Texte fourni —

▽

L’hôpital de Zalingei, soutenu par MSF, est le seul hôpital de référence disponible pour les activités de soins de santé secondaires pour environ 500 000 personnes. Il n’y a pas d’autre installation de santé qui gère les accouchements dans la région. Dans la salle d’opération de Zalingei, les équipes de MSF effectuent plus de 40 césariennes d’urgence par mois. 

« La plupart des structures de santé au Darfour ne sont plus que des bâtiments vides. Il n’y a pas de personnel, pas de médicaments, rien du tout. »  

Osanatu Sento Bangura, une responsable de l’activité des sages-femmes de MSF

Afaf Omar Yahya, 35 ans, a ressenti de fortes douleurs abdominales chez elle, alors que sa grossesse arrivait à terme. En raison du manque de moyens de transport au Darfour, elle n’a eu d’autre choix que de voyager pendant des heures sur un âne pour se rendre à l’hôpital de Zalingei. À son arrivée, le personnel médical l’a informée qu’elle avait fait une fausse couche et qu’elle devait subir une césarienne d’urgence. « Perdre le bébé a été mon plus grand chagrin », a déclaré Afaf alors qu’elle se rétablissait dans l’unité de maternité.

△

Votre travail —
1. D’après le texte sur l’hôpital de Zalingei, combien de césariennes d’urgence les équipes de MSF effectuent-elles chaque mois dans la salle d’opération ?
2. Reproduisez à l’identique le passage du texte sur l’hôpital de Zalingei qui va de « Osanatu Sento Bangura, une » à « l’unité de maternité. ».
3. Traduisez en anglais cette phrase du texte sur l’hôpital de Zalingei : « Il n’y a pas d’autre installation de santé qui gère les accouchements dans la région. »

Données extraites —

▽

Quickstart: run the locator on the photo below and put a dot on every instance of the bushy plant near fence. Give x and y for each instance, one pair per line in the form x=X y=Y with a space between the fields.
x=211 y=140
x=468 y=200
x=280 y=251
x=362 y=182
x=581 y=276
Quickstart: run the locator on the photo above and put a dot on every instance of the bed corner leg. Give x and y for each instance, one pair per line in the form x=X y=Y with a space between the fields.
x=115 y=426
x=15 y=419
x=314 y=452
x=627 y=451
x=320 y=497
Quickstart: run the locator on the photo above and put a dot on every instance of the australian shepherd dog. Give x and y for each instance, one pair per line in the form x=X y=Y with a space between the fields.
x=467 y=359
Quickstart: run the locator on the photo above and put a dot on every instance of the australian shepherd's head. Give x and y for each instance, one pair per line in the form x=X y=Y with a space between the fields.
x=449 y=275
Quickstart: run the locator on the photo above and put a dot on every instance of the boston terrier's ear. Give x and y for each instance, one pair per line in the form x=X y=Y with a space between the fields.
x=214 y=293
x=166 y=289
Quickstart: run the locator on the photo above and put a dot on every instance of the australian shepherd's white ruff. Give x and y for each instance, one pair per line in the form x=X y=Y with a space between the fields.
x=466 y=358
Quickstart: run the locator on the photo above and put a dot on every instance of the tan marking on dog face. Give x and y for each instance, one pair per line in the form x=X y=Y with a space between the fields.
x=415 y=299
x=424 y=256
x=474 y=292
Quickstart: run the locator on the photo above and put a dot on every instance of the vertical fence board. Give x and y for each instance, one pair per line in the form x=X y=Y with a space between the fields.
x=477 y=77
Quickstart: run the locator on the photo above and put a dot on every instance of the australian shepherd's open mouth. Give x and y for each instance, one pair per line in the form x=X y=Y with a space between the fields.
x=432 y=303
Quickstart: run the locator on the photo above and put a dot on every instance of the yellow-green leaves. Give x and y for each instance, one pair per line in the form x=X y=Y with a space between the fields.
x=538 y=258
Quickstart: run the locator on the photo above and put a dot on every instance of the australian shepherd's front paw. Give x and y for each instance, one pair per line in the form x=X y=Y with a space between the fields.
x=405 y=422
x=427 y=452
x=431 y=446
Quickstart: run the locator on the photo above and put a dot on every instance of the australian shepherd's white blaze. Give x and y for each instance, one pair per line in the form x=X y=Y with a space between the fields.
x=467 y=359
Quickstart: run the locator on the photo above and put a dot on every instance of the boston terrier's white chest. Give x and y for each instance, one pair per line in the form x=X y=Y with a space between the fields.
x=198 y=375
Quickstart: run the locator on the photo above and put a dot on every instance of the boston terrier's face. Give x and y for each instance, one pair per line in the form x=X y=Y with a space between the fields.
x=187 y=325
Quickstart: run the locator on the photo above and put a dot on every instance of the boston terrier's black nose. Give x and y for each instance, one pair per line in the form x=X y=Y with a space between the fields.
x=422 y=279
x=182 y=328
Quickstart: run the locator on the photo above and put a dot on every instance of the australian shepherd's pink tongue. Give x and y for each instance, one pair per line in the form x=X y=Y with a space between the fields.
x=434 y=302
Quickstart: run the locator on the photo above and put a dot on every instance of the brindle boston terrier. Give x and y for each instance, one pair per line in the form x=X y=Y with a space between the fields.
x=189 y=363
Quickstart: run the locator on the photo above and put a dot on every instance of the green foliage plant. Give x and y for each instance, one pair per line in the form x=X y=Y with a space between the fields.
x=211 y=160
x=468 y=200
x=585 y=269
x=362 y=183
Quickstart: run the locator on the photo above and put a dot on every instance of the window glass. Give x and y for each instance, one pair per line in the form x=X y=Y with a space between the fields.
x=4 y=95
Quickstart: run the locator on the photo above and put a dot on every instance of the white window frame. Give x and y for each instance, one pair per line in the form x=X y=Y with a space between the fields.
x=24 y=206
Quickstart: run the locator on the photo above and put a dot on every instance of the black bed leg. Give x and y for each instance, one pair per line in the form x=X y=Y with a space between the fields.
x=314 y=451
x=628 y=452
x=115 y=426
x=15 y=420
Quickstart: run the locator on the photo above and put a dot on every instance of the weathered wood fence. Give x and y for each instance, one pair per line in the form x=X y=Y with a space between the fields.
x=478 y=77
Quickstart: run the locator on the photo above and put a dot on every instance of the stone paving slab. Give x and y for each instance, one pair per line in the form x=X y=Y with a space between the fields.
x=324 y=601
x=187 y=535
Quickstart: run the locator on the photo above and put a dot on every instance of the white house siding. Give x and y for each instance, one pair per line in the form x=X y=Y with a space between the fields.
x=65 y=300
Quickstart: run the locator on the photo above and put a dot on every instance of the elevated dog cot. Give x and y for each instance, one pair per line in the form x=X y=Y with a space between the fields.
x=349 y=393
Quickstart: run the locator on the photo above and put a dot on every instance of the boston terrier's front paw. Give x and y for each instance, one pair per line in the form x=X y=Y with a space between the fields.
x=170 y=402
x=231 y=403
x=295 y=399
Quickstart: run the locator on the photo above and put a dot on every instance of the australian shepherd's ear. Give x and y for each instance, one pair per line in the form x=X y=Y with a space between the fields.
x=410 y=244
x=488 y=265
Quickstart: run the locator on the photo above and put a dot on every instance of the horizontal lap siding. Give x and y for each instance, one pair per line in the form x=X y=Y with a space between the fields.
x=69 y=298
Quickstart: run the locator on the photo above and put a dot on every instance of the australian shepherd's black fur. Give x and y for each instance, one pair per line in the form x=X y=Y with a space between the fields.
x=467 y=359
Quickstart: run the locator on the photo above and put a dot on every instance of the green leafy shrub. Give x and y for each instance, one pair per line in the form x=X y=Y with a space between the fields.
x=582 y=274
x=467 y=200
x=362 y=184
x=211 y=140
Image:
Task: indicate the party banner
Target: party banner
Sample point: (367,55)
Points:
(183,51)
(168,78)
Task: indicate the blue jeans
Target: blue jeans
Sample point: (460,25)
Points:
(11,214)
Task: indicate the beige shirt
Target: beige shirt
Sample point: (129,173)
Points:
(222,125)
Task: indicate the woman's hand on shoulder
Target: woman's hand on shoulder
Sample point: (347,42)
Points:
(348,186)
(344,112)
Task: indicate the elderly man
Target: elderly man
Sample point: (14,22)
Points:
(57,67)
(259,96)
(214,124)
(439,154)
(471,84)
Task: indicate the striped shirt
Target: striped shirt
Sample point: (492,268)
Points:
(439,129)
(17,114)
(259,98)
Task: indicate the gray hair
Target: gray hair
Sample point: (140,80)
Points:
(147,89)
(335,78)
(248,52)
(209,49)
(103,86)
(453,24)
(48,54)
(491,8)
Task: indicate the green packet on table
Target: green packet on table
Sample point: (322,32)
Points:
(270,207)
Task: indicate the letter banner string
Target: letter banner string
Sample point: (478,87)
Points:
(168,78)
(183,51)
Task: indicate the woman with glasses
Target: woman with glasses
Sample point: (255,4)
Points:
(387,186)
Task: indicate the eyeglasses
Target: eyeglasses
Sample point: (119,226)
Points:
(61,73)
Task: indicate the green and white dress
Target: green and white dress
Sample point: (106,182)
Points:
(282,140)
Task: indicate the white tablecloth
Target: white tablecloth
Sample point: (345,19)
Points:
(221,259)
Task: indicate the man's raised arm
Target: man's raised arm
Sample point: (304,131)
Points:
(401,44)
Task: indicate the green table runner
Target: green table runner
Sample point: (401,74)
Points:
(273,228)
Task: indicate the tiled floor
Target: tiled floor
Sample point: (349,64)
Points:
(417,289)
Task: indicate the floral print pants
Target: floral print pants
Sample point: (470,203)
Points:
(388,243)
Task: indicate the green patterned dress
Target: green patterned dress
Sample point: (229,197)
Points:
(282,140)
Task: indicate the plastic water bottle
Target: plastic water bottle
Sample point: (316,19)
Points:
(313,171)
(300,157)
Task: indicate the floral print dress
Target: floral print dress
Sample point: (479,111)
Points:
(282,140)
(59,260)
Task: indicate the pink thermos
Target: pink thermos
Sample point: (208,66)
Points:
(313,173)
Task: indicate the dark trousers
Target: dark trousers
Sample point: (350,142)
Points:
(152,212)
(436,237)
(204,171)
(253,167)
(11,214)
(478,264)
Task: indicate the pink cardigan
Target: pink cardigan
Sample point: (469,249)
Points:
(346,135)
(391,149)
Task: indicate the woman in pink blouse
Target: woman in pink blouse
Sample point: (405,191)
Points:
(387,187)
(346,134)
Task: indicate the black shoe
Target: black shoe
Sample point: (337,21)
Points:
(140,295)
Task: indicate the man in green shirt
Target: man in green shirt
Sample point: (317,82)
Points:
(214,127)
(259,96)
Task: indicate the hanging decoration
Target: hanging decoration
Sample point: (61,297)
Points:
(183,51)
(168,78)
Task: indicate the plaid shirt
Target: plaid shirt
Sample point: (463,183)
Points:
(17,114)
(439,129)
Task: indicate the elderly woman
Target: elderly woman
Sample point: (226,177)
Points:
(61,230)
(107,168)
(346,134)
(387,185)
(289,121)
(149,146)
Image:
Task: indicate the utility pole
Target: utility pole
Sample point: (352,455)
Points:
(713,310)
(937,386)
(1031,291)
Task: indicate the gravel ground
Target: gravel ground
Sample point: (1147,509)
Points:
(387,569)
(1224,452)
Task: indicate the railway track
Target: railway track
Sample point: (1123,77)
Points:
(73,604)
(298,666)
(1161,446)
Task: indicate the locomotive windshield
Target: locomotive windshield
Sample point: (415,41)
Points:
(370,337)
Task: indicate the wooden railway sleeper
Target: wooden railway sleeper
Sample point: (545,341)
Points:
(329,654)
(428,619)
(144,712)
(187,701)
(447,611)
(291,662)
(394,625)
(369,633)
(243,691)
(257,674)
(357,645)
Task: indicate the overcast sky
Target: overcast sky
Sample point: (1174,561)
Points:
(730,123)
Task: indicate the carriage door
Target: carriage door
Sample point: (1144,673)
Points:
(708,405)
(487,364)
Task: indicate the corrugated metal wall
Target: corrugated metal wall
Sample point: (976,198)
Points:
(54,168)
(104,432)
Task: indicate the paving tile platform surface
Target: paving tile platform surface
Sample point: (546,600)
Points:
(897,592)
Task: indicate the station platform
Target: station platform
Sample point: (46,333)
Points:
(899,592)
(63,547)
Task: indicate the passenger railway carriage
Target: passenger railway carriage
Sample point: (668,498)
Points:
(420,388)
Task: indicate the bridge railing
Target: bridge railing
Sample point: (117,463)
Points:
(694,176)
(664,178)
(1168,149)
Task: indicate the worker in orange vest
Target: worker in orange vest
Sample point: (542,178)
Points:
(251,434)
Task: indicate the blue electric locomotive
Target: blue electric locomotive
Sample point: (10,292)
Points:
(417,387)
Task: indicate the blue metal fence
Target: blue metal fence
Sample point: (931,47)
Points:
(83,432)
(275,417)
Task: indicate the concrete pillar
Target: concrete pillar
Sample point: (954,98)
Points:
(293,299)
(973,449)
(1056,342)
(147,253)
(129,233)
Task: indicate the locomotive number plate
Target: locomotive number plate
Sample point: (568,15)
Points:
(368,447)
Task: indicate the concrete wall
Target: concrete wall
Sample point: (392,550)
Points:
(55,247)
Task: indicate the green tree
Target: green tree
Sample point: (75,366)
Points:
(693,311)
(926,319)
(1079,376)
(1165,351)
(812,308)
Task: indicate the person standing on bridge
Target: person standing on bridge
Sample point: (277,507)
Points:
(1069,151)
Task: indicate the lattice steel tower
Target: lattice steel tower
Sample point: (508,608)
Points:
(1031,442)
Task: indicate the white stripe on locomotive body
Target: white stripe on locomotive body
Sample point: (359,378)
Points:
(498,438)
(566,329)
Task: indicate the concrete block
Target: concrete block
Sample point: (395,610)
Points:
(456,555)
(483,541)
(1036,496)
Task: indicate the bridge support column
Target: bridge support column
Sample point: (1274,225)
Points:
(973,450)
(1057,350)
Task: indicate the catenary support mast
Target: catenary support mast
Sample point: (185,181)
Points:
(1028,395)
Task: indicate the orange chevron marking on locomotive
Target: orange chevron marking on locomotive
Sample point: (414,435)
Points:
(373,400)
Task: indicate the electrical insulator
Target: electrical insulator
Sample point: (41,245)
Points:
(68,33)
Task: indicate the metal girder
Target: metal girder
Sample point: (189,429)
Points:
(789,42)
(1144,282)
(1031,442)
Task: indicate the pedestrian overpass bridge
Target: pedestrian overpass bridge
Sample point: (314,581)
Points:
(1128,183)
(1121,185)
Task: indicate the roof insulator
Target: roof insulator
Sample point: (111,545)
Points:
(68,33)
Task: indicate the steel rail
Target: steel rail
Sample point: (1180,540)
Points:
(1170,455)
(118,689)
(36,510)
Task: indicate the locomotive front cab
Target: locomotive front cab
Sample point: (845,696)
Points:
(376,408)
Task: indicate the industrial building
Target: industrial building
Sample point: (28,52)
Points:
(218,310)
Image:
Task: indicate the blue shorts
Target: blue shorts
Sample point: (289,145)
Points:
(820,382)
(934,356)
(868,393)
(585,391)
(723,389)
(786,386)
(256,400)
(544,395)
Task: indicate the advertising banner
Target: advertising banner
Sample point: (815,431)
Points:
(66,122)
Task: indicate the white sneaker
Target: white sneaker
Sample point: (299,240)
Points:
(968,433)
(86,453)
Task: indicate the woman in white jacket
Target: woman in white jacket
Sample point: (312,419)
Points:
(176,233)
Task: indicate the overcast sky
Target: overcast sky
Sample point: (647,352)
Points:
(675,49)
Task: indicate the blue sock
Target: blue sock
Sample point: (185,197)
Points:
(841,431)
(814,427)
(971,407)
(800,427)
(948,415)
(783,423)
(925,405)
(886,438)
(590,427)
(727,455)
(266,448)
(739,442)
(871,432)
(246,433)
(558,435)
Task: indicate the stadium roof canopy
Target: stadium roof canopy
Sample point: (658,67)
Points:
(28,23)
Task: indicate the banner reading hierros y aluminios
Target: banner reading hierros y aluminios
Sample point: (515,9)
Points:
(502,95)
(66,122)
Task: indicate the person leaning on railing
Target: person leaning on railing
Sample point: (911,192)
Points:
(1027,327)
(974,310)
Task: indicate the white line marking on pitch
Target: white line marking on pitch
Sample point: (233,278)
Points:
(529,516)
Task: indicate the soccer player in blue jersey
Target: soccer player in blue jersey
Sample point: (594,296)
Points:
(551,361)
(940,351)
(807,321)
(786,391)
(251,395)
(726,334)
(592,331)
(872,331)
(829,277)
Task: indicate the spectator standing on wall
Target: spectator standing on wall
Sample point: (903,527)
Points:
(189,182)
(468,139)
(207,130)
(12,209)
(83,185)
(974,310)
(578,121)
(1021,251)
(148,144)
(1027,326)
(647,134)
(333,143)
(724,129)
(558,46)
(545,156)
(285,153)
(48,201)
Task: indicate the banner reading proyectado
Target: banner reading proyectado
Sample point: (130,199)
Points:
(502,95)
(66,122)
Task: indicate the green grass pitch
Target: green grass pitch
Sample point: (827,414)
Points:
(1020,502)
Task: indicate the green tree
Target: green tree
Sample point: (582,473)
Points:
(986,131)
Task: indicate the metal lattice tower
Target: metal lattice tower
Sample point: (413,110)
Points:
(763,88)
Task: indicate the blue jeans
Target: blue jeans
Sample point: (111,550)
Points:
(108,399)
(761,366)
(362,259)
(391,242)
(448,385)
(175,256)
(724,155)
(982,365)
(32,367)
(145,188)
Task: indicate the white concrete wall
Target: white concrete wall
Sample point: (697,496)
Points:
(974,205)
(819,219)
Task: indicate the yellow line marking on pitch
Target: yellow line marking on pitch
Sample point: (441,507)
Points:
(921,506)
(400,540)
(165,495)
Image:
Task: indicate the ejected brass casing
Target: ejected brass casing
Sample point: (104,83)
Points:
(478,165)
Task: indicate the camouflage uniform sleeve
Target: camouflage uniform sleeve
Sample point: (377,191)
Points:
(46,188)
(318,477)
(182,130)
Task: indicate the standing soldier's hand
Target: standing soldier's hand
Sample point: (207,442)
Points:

△

Réponses attendues —
1. Plus de 40 césariennes d’urgence par mois.

2.
Osanatu Sento Bangura, une responsable de l’activité des sages-femmes de MSF

Afaf Omar Yahya, 35 ans, a ressenti de fortes douleurs abdominales chez elle, alors que sa grossesse arrivait à terme. En raison du manque de moyens de transport au Darfour, elle n’a eu d’autre choix que de voyager pendant des heures sur un âne pour se rendre à l’hôpital de Zalingei. À son arrivée, le personnel médical l’a informée qu’elle avait fait une fausse couche et qu’elle devait subir une césarienne d’urgence. « Perdre le bébé a été mon plus grand chagrin », a déclaré Afaf alors qu’elle se rétablissait dans l’unité de maternité.

3. There is no other health facility that handles deliveries in the region.